— 課題内容 —
主の公現の日の説教を、最後の一文の後から書き継いでください。

— 読むテキスト —
絶対に滅びません

2012年1月8日主の公現
・第1朗読: イザヤの預言(イザヤ60・1-6)
・第2朗読: 使徒パウロのエフェソの教会への手紙(エフェソ3・2、3b、5-6)
・福音朗読: マタイによる福音書(マタイ2・1-12)

【晴佐久神父様 説教】

 「明けましておめでとうございます」なんて言ってから、あっという間に一週間が過ぎました。楽しい時は早く過ぎるといいますけれども、もう一週間過ぎちゃったんですよ。今年も残すところ、あとわずかとなりました。(笑)楽しい日々は、どんどんと過ぎてまいります。
 皆さんのお正月は、どうだったんでしょうか。私もまあ、楽しいお正月だったんですけど、思うようにいかないこともあり・・・。毎年1月3日は、晴佐久家の新年会ってことで、私の姉一家、弟一家、いとこ一家なんかがみんな集まって、20人くらいですかねえ、わいわいとやりました。甥や姪たちも、会うたんびに大きくなって。私、子どもおりませんから、甥や姪たちが集まるのが、ちょっとこう、うれしいですねえ。まあ、広い教会っていう地の利を生かして、みんな集まれと毎年、「肉で釣る」っていうんですか、(笑)おいしいすき焼きをどーんと作って待ってると、みんな集まって来るわけですよ。私、結構、年に一度のこの集まりを楽しみにしているんです。ところが、今回、前の夜に体調が悪くなって、思いっ切り吐いて熱まで出て、一晩よく眠れず、朝になっても調子悪く・・・。結局、せっかくのすき焼き、ぜんっぜん食べられなかったんですよ〜。(笑)みんなともあんまりおしゃべりできず。これはもう、残念の極みでした。でもほら、先週1月1日に、「たとえ思うようにいかないことがあっても、すべて神の祝福のうちです」なんて説教した手前、(笑)これも神のみ心のうちと信じて、受け止めるしかなく。まあ、もっともそのおかげで、私の分のお肉をみんなガツガツ食べられたわけだから、いいんですけど。
 この、思うようにいかないとき、体調悪いとか、不運な出来事に見舞われたとか、そういうとき、「それでもなお、神の祝福のうちにある」って信じるってね、実際にはなかなか大変ですね。元気な時はいくらでもそう思えるけど、その渦中にあってはなかなかそうは思えない。でも、そのうまくいかないことのうちにこそ、神さまの計り知れない思いがあり、実際にはその方がいいことなんだっていうことが次第に明らかになっていく、それは信じるべきですよ。

— 提供データ —

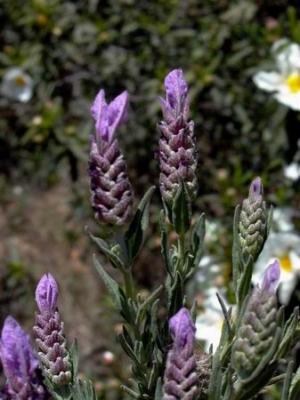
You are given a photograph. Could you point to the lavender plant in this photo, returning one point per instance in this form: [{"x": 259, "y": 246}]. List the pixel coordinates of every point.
[{"x": 159, "y": 332}]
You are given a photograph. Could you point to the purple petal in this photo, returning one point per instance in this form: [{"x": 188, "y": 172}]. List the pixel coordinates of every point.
[
  {"x": 256, "y": 189},
  {"x": 46, "y": 294},
  {"x": 176, "y": 90},
  {"x": 271, "y": 277},
  {"x": 117, "y": 113},
  {"x": 182, "y": 328},
  {"x": 16, "y": 353}
]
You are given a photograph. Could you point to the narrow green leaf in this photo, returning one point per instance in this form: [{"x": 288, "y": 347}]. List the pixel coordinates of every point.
[
  {"x": 181, "y": 210},
  {"x": 84, "y": 390},
  {"x": 294, "y": 392},
  {"x": 198, "y": 239},
  {"x": 287, "y": 381},
  {"x": 111, "y": 285},
  {"x": 164, "y": 243},
  {"x": 134, "y": 237}
]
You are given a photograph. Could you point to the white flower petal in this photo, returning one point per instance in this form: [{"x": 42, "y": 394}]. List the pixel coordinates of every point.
[
  {"x": 286, "y": 289},
  {"x": 292, "y": 171},
  {"x": 268, "y": 81},
  {"x": 291, "y": 100},
  {"x": 288, "y": 59}
]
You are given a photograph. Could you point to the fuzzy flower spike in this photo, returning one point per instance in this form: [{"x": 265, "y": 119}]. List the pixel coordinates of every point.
[
  {"x": 180, "y": 380},
  {"x": 258, "y": 332},
  {"x": 177, "y": 147},
  {"x": 110, "y": 187},
  {"x": 20, "y": 364},
  {"x": 49, "y": 334}
]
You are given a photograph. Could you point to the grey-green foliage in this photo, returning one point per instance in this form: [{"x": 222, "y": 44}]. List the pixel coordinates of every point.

— 出力 —
 人間の計画っていうものは、これは実際には思うようにいかないし、もしもそれが思うようにいったら、かえって良くなかったりする。ここは大事なポイントですね。いい例が「ヘロデの計画」です。ヘロデは、まあいつも、自分の思うとおりに生きてるわけですよ。全て自分の意のまま。権力と富と軍事力を持って、全て意のまま。でも、仮にすべてヘロデの思うとおりになってたら、誰も幸せにはならない。「未来の王が生まれた」と聞いて、「見つかったら知らせてくれ、わたしも行って拝もう」なんて言ってるけど、実際に見つけたら殺しちゃうわけでしょ。そんなの、目に見えてるわけです。つまり、ヘロデの計画どおりにいってたらイエスは殺されてたってことですよね。もう、生まれてすぐに。これが人間の計画ってやつです。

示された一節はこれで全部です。